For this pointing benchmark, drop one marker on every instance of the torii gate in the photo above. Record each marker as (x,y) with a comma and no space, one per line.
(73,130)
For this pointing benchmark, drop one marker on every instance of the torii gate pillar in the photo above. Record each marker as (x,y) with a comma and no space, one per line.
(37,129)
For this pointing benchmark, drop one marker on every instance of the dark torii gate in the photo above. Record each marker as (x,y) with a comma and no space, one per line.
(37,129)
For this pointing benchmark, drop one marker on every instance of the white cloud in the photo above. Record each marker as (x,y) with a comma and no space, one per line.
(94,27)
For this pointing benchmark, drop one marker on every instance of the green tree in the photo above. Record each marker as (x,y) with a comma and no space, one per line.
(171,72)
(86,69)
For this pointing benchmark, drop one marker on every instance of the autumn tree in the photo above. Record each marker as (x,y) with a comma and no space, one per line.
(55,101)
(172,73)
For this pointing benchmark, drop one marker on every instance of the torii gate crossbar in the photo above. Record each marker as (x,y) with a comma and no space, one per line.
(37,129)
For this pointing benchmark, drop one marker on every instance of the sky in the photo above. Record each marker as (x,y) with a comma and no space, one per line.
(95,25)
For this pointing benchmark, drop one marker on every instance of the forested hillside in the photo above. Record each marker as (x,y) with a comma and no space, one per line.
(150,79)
* * *
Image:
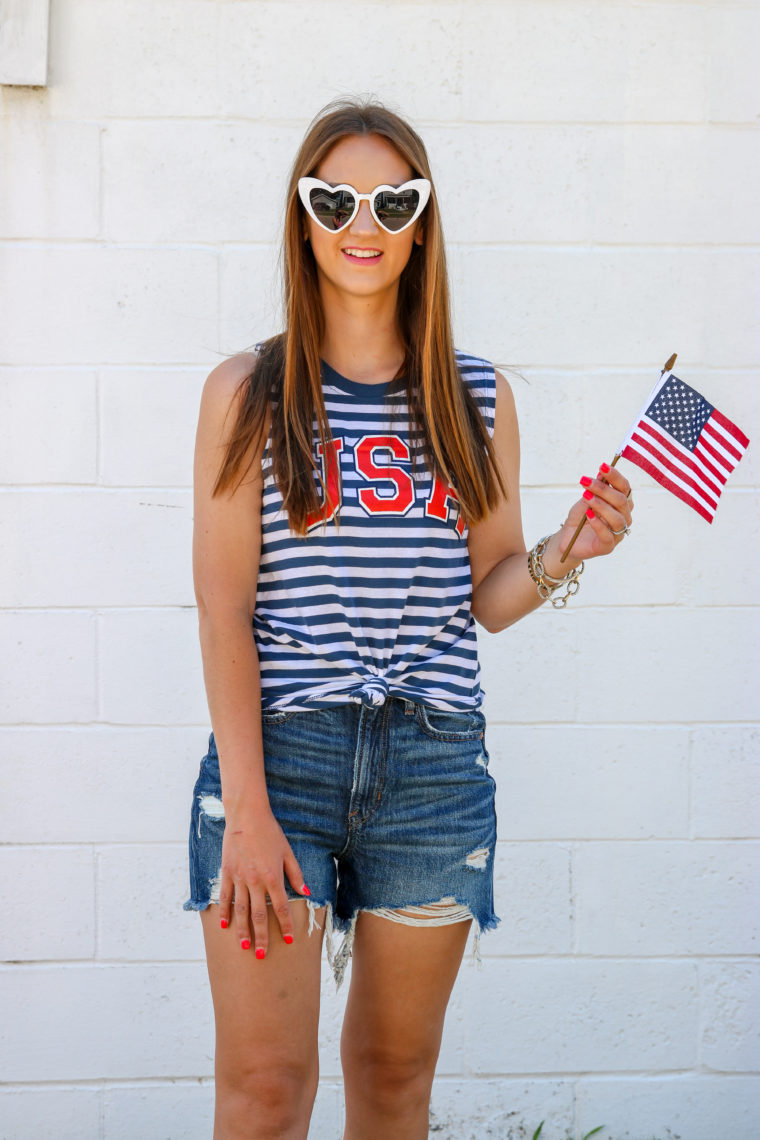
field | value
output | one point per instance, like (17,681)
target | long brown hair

▶ [Exercise aim]
Which lines of the material contain the word "output"? Pick out each one and copy it in full.

▶ [Answer to the exercise]
output | one point per instance, like (17,681)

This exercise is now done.